Отрывок текста:
╔══
Именно такова сила истины. Но опыт учит нас, что иной раз истина открывается слишком поздно и установление ее обходится ценою крови и слез. Не следует ли из этого, что равную силу порой обретает и заблуждение? И не закономерно ли в таком случае поразмышлять о силе ложного?

Чтобы показать, что ложное (не обязательно в форме обмана, но часто в виде заблуждения) играло важную роль в истории, я должен сослаться на какой-то критерий правды. Но, прояви я излишний догматизм в выборе критерия, моим размышлениям придет конец в самом их начале.

Если предположить, что все мифы и религии не более чем выдумки, тогда остается лишь признать, что мы тысячелетия живем под властью обмана, так как вера во всевозможных богов всегда была движущей силой истории.

В таком случае мы грешим банальным евгемеризмом: подобный скептицизм ничем не лучше противоположного фидеистического мировоззрения. Если мы исповедуем любую из известных религий и, скажем, не признаем, что Христос есть сын Бога, значит, он не Мессия, до сих пор ожидаемый в Иерусалиме. И если Мухаммед – пророк Аллаха, то нельзя приносить жертвы Пернатому Змею. Если мы следуем наиболее просвещенному и снисходительному деизму и готовы верить одновременно в Святое Причастие и в Великое Дао, то мы осуждаем уничтожение неверных и еретиков. Если мы поклоняемся Сатане, то Нагорная проповедь для нас детский лепет. Если мы радикальные атеисты, то любая вера в наших глазах – сплошное недоразумение. Поэтому, учитывая, что в ходе истории люди постоянно руководствовались в своих действиях какими-то убеждениями, которых другие люди не разделяли, мы вынуждены признать, что для каждого из нас в той или иной, но всегда в значительной мере вся история остается лишь театром иллюзий.
╚══
Задания:
A – Объясните в одном–трех предложениях, почему, согласно тексту о силе ложного, вся история для каждого из нас остается «театром иллюзий».
B – Ответьте по тексту о силе ложного:
(i) Что, по словам автора, всегда было движущей силой истории?
(ii) Что произойдет, если автор проявит излишний догматизм в выборе критерия правды?
(iii) Как в тексте названо то, чем мы грешим, считая все мифы и религии выдумками?
Записи представляют собой отдельный материал, не связанный с текстом.

Записи набора данных:
╔══
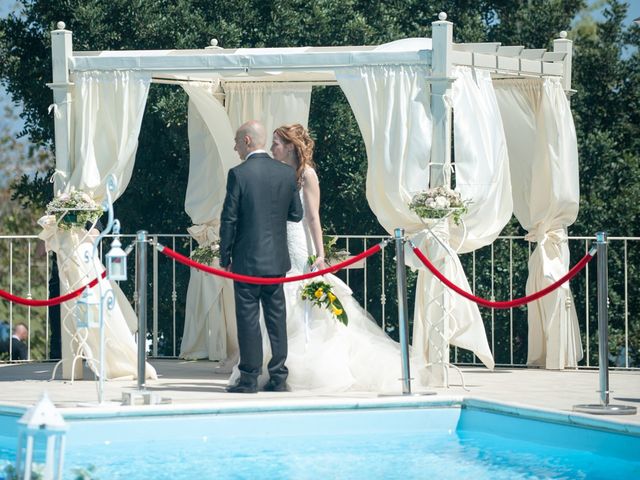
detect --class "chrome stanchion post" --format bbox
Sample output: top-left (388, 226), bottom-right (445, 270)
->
top-left (395, 228), bottom-right (411, 395)
top-left (136, 230), bottom-right (147, 390)
top-left (596, 232), bottom-right (609, 407)
top-left (573, 232), bottom-right (637, 415)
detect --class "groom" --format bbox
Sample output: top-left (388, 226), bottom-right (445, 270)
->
top-left (220, 120), bottom-right (303, 393)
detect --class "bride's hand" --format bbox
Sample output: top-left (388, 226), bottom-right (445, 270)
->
top-left (311, 257), bottom-right (327, 272)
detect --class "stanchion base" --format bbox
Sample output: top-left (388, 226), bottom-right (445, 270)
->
top-left (573, 403), bottom-right (638, 415)
top-left (378, 392), bottom-right (436, 397)
top-left (122, 390), bottom-right (171, 406)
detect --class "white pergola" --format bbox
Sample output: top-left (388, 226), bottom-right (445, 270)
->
top-left (48, 14), bottom-right (581, 383)
top-left (48, 14), bottom-right (573, 195)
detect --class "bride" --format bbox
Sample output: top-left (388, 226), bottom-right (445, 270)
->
top-left (229, 124), bottom-right (418, 393)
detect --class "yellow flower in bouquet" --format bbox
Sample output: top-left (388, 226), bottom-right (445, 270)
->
top-left (300, 280), bottom-right (349, 325)
top-left (191, 242), bottom-right (220, 267)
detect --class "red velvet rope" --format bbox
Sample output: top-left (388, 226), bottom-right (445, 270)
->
top-left (0, 272), bottom-right (107, 307)
top-left (157, 244), bottom-right (382, 285)
top-left (413, 247), bottom-right (593, 308)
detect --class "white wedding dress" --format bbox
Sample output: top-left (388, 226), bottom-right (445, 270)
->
top-left (229, 174), bottom-right (426, 393)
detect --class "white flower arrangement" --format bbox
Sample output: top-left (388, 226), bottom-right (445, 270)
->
top-left (409, 187), bottom-right (471, 225)
top-left (191, 242), bottom-right (220, 267)
top-left (47, 190), bottom-right (103, 230)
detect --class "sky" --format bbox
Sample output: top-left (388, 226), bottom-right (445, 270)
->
top-left (0, 0), bottom-right (640, 142)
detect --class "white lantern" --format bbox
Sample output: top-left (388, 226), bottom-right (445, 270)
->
top-left (16, 392), bottom-right (68, 480)
top-left (107, 237), bottom-right (127, 280)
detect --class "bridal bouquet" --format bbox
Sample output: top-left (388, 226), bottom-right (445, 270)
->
top-left (191, 242), bottom-right (220, 267)
top-left (47, 190), bottom-right (103, 230)
top-left (301, 280), bottom-right (349, 325)
top-left (409, 187), bottom-right (470, 225)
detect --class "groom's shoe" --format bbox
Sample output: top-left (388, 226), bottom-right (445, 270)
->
top-left (225, 382), bottom-right (258, 393)
top-left (263, 379), bottom-right (289, 392)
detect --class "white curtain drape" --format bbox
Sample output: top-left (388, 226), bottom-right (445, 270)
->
╚══
Ответы:
A – Потому что в ходе истории люди постоянно руководствовались в своих действиях убеждениями, которых другие люди не разделяли. С любой позиции, будь то одна из религий или радикальный атеизм, чужая вера оказывается заблуждением.

B –
(i) Вера во всевозможных богов.
(ii) Его размышлениям придет конец в самом их начале.
(iii) Банальный евгемеризм.